Could you copy out all the records below, swapping "instance" for "occurrence" everywhere it appears and leaving everything else as it is?

** BEGIN Provided data **

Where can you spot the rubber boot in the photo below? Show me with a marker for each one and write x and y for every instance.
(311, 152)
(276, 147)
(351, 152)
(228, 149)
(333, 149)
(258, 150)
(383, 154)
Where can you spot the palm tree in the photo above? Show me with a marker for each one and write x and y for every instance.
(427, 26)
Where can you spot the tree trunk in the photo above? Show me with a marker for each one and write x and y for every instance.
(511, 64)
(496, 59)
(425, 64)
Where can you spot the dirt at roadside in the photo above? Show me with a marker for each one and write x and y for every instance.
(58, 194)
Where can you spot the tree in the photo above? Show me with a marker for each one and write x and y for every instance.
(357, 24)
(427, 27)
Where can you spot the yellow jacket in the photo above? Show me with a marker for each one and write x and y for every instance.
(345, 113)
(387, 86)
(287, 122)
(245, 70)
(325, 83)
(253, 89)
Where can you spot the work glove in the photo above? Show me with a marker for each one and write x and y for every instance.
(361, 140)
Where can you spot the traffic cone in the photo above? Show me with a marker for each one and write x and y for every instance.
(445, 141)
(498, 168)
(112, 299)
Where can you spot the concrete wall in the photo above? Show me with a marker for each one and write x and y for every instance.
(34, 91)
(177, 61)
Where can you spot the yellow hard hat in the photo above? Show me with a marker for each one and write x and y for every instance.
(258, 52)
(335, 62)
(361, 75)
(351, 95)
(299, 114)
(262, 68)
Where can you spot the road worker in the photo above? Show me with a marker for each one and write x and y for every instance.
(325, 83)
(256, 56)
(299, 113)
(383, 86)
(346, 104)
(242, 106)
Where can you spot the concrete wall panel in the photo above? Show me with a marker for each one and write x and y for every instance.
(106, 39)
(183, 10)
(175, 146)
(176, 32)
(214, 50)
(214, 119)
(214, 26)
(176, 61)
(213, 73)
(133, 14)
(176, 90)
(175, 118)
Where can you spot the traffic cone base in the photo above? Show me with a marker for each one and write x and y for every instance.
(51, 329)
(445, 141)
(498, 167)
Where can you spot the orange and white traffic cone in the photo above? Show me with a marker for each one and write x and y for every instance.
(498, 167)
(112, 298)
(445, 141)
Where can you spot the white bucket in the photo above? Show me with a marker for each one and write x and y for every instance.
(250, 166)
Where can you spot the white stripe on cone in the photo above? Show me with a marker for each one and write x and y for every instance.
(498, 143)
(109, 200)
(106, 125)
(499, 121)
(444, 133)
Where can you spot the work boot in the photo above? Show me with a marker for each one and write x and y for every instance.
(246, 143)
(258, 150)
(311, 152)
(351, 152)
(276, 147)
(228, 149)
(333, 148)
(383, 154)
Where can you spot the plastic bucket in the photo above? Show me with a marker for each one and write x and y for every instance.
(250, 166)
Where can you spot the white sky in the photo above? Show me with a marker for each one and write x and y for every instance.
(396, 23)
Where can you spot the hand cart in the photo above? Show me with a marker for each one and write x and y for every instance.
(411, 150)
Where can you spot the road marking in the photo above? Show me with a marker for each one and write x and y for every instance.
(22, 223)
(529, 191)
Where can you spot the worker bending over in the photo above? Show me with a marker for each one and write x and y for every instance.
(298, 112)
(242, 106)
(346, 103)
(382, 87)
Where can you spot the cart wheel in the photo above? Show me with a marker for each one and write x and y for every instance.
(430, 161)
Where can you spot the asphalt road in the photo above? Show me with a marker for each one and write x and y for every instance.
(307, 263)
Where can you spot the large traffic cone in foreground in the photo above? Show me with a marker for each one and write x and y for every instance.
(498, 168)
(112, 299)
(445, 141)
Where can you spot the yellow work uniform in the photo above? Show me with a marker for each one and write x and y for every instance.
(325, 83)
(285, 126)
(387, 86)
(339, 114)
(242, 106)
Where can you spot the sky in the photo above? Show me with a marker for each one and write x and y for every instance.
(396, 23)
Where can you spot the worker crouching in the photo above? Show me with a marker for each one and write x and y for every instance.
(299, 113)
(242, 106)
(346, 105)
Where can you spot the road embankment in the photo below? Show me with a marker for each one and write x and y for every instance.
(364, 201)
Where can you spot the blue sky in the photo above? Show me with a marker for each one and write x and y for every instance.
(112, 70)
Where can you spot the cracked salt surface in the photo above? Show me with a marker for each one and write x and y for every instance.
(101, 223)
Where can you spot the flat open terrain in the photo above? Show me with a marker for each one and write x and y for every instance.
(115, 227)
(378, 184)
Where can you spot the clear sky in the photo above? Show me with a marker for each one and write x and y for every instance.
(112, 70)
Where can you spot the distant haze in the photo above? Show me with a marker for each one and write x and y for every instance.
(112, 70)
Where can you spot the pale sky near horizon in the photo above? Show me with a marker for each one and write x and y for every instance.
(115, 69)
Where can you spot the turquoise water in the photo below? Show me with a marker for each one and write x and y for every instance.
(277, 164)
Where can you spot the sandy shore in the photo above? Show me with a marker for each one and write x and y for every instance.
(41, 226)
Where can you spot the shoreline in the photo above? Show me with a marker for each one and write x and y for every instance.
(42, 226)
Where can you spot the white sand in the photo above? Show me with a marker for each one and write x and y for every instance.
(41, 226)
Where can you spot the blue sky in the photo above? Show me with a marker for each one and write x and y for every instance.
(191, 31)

** END Provided data **

▶ _Finished exercise_
Where can you spot the rubber boot in the photo below? Show me with a marker for each one and write x and y for every occurrence.
(311, 152)
(276, 147)
(351, 152)
(228, 149)
(333, 149)
(258, 150)
(383, 154)
Where can you spot the palm tree in the photo above? Show me with a marker for each one and write x and y for every occurrence.
(427, 26)
Where can you spot the tree trunk in the photo above? Show me with a marker for each one and write x and y for every occurrence.
(511, 64)
(496, 59)
(425, 64)
Where can you spot the dirt at roadside in the photo above? Show me with a marker for each one and write x and y for every occurrence.
(58, 194)
Where can you spot the tree in the photo above? Show me with a marker for each one and write x and y for every occurrence.
(357, 24)
(427, 27)
Where can you spot the yellow jacket in the photo above? Show me with a marker for each one and write x and y for every occurrence.
(345, 113)
(387, 86)
(287, 122)
(245, 70)
(325, 83)
(253, 89)
Where can you spot the work glove in the photo above? Show me with a marker for each one and write x and y for every occurrence.
(361, 140)
Where can you spot the traffic cone in the photo above? Show me with a marker for each one and write x and y for every occurrence.
(445, 141)
(498, 168)
(112, 299)
Where can you spot the concrete wall in the photo above? Show me with a marker for each one and write x and y for every occurrence.
(34, 91)
(177, 61)
Where can you spot the yellow hard hat in the photo above? Show me with a marker for each one and write x and y for every occurrence.
(258, 52)
(335, 62)
(361, 75)
(351, 95)
(299, 114)
(262, 68)
Where can you spot the road worker in the photo above? Show me with a marker for each one and write x and y for every occurrence.
(325, 83)
(256, 56)
(299, 113)
(383, 86)
(346, 104)
(242, 106)
Where can you spot the concrete wall panel in the photo above? Show me with a marker for each one and write x and y for every occurrence.
(106, 39)
(183, 10)
(175, 146)
(176, 32)
(214, 50)
(214, 119)
(214, 26)
(176, 61)
(213, 73)
(133, 14)
(176, 90)
(175, 118)
Where can you spot the traffic cone base in the photo above? Show me with a marker for each one and write x and y for every occurrence.
(51, 329)
(445, 141)
(498, 167)
Where can you spot the orange and white traffic cone in the photo above? Show me with a marker for each one and write x and y for every occurrence.
(498, 167)
(112, 298)
(445, 141)
Where can you spot the white bucket in the photo above? Show me with a marker for each one and write x and y for every occurrence.
(250, 166)
Where can you spot the white stripe on cone in the photo above? Show me with a marker for each one and write x and y for every occurrence.
(498, 143)
(109, 200)
(106, 125)
(499, 121)
(444, 133)
Where can you spot the work boot in the photo above? Show me with a marker for each one and write x and y for every occurrence.
(246, 143)
(258, 150)
(311, 152)
(351, 152)
(276, 147)
(228, 149)
(333, 148)
(383, 154)
Where can you spot the plastic bucket in the photo above? Show me with a marker for each one and write x and y for every occurrence.
(250, 166)
Where can you spot the white sky in the photo above? Show me with a marker for each one and write x and y for every occurrence.
(396, 23)
Where can you spot the hand cart in the photo above? Show me with a marker for each one and write x and y for every occurrence.
(411, 150)
Where can you spot the road marking in the photo above? Show me with a marker for each one and write x and y for every occurrence.
(22, 223)
(529, 191)
Where can you spot the worker bending over in the photo above? Show me with a marker for each one and write x and y for every occurrence.
(298, 112)
(242, 106)
(346, 103)
(382, 87)
Where can you spot the cart wheel in the photo above? Show me with a marker for each one and write x and y for every occurrence.
(430, 161)
Where can you spot the asphalt road in the photo above? Show me with a marker for each one and write x and y for every occurrence.
(307, 263)
Where can you spot the large traffic cone in foreground in the photo above? Show me with a marker for each one and write x and y for every occurrence.
(498, 168)
(112, 299)
(445, 141)
Where can you spot the yellow work uniform in the photo above? Show me with a marker for each one and write x and y for every occurrence.
(325, 83)
(285, 126)
(387, 86)
(339, 114)
(242, 106)
Where can you spot the sky in the photo above? Show me with a marker for each one and write x and y for every occurrence.
(396, 23)
Where can you spot the worker crouching in the photo above? Show me with a marker for each one and write x and y for every occurrence.
(299, 113)
(242, 106)
(346, 105)
Where can you spot the road embankment in the photo below? Show me with a marker for each one and write x and y for every occurrence.
(364, 201)
Where can you spot the blue sky in the photo above? Show me with a marker for each one and write x and y for every occurrence.
(112, 70)
Where can you spot the cracked salt surface in the photo above? Show me with a marker for each one and write x and y for every occurrence.
(101, 223)
Where can you spot the flat open terrain in the photo above? Show me with a marker for each one and write x and y for every occurrence.
(115, 227)
(378, 184)
Where can you spot the clear sky in the photo above? Show me with a marker for each one and write x and y for every occurrence.
(112, 70)
Where can you spot the distant haze in the photo above? Show me with a marker for each one and write x and y for every occurrence.
(112, 70)
Where can you spot the pale sky near horizon in the photo above? Show me with a marker for each one and write x and y for every occurrence.
(115, 69)
Where can you spot the turquoise water in the photo below? Show me with a marker for each one and write x and y for every occurrence.
(277, 164)
Where can you spot the sandy shore in the photo above? Show me with a marker for each one and write x and y for every occurrence.
(41, 226)
Where can you spot the shoreline in the photo above? Show me with a marker for each one and write x and y for every occurrence.
(42, 226)
Where can you spot the white sand in the photo above? Show me with a marker for each one and write x and y for every occurrence.
(41, 226)
Where can you spot the blue sky in the photo above? Show me with a marker for each one and write x and y for every occurrence.
(191, 31)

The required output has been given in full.